INPUT DATA:
+===+
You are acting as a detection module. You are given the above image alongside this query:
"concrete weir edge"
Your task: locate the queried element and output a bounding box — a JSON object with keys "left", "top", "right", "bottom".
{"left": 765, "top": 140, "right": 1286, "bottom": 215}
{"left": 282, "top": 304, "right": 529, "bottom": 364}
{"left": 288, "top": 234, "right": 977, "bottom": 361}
+===+
AIM OF THE EXERCISE: An exact copy of all the records above is the required answer.

ANSWER FOR THE TASK:
You are acting as a detection module. You are given the above image alongside this query:
"concrete weir edge"
Your task: locate the queried element and output a bounding box — a JSON object with keys "left", "top", "right", "bottom".
{"left": 765, "top": 140, "right": 1286, "bottom": 215}
{"left": 282, "top": 304, "right": 529, "bottom": 364}
{"left": 288, "top": 234, "right": 977, "bottom": 361}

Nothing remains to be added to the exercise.